**Goal:**
Repeat exactly the lines of the listing from the line containing "locate the car roof in the photo above." through its last line, and nothing beyond them.

A block of data:
++++++++++

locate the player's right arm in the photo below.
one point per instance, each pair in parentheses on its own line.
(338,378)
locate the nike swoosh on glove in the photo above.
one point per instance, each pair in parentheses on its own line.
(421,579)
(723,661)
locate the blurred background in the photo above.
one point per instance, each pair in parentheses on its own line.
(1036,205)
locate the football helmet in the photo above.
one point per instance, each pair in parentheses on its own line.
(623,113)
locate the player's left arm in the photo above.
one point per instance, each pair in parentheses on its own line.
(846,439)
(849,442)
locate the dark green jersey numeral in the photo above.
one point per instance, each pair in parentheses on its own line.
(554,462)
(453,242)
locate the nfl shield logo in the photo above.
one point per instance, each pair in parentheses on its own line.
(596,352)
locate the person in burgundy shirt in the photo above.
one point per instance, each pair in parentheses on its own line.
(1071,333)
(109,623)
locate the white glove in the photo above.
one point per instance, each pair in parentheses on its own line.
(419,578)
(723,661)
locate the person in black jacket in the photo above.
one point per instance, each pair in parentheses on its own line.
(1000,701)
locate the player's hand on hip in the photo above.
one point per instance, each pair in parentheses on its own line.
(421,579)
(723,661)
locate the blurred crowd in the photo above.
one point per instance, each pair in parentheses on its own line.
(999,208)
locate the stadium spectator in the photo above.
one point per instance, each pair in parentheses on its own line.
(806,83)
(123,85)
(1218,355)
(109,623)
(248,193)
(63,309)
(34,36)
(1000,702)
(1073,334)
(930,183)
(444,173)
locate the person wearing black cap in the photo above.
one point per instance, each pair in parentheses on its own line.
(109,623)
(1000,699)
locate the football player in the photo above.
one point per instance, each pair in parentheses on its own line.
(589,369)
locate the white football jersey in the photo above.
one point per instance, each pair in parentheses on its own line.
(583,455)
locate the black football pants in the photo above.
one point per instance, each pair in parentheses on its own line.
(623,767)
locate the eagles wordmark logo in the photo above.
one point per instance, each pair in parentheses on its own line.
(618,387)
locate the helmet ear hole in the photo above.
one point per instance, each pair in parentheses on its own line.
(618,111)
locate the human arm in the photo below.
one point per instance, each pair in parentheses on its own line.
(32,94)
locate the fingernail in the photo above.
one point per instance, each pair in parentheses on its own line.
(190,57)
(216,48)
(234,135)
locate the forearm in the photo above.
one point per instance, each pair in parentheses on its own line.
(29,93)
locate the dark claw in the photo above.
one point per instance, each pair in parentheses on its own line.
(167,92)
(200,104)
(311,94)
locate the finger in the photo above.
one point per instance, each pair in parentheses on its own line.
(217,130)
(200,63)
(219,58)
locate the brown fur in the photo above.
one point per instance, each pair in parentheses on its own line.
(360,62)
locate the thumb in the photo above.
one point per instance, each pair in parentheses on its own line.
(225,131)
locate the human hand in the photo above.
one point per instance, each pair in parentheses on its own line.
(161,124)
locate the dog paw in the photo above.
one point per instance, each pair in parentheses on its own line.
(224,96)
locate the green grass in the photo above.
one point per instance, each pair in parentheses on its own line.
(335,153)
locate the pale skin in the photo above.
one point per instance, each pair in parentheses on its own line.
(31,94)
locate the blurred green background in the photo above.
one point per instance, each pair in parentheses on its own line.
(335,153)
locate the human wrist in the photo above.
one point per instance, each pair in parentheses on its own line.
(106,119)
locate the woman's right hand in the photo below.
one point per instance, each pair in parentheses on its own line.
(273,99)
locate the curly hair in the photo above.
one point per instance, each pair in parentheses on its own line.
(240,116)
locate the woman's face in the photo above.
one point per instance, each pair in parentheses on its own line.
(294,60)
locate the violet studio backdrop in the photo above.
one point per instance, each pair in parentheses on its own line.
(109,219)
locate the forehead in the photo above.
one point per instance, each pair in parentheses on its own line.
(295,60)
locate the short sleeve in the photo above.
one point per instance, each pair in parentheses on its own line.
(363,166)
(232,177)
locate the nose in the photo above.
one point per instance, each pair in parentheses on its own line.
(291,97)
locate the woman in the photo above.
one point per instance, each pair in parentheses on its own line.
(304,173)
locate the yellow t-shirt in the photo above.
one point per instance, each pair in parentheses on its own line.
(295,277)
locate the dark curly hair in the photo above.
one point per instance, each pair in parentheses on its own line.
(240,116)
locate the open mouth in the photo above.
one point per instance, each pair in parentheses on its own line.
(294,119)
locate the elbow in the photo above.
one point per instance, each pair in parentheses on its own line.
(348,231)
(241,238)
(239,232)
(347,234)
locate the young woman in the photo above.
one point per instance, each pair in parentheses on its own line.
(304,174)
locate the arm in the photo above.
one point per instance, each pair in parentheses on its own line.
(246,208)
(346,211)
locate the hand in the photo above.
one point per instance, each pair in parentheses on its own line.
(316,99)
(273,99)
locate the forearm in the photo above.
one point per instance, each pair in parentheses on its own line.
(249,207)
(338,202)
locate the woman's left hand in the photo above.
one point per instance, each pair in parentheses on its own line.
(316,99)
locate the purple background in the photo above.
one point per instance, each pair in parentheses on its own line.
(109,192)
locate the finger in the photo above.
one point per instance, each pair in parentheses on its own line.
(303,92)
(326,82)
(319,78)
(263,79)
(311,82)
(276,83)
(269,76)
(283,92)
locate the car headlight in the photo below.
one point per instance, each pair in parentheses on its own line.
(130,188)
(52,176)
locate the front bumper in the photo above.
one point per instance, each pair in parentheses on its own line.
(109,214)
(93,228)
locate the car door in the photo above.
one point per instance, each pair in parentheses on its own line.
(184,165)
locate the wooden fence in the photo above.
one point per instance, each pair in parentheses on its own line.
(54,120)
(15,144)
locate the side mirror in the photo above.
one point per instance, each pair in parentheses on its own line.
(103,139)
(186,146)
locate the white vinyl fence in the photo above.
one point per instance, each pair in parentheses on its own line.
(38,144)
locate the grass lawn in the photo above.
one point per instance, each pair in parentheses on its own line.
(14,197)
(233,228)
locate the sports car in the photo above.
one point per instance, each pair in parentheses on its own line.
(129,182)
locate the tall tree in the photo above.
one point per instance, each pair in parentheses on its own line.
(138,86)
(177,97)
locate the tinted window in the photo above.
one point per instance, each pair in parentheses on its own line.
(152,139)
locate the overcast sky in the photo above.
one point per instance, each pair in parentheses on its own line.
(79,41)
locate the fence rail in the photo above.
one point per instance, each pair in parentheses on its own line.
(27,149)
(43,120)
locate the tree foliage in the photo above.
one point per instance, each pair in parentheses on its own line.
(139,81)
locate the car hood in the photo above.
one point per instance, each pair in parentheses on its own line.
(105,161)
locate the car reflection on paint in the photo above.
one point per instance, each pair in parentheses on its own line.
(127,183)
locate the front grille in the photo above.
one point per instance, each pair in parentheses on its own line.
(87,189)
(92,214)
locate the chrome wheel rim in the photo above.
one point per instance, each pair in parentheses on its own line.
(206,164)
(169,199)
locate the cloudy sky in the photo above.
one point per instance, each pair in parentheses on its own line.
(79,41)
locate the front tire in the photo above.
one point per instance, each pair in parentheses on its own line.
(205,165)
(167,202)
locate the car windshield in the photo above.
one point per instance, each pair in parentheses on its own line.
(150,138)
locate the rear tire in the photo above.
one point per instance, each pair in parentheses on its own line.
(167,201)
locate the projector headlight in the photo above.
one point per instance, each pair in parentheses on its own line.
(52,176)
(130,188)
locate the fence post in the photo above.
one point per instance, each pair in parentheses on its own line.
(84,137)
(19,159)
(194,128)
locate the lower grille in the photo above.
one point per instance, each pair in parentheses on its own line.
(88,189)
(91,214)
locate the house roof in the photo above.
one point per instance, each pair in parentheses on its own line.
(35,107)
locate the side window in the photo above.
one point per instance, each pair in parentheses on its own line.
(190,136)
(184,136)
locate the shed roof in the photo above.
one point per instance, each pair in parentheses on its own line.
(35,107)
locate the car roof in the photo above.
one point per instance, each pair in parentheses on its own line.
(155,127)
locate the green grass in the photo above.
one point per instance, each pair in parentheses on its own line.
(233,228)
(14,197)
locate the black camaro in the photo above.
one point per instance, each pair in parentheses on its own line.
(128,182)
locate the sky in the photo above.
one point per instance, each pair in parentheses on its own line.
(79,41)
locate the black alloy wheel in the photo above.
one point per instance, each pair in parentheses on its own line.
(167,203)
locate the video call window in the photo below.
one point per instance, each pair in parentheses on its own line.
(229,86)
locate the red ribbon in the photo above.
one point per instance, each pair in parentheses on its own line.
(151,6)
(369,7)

++++++++++

**Answer for the task:**
locate the car roof in the photo above.
one point per instance, each pair in parentheses on its own line.
(155,127)
locate the green grass in the photo above.
one point per instance, each pair in parentheses on its own line.
(233,228)
(14,197)
locate the black camaro in the photo above.
one point per instance, each pair in parentheses on its own line.
(128,182)
locate the sky in the photo above.
one point per instance, each pair in parentheses on its own line.
(79,41)
locate the black alloy wheel in the photo above.
one point per instance, each pair in parentheses on its own line.
(167,203)
locate the video call window in the photo below.
one point per instance, each pair in parentheses on its own line.
(229,86)
locate the red ribbon in the photo above.
one point per instance, each pair in parentheses on its own line.
(151,6)
(369,7)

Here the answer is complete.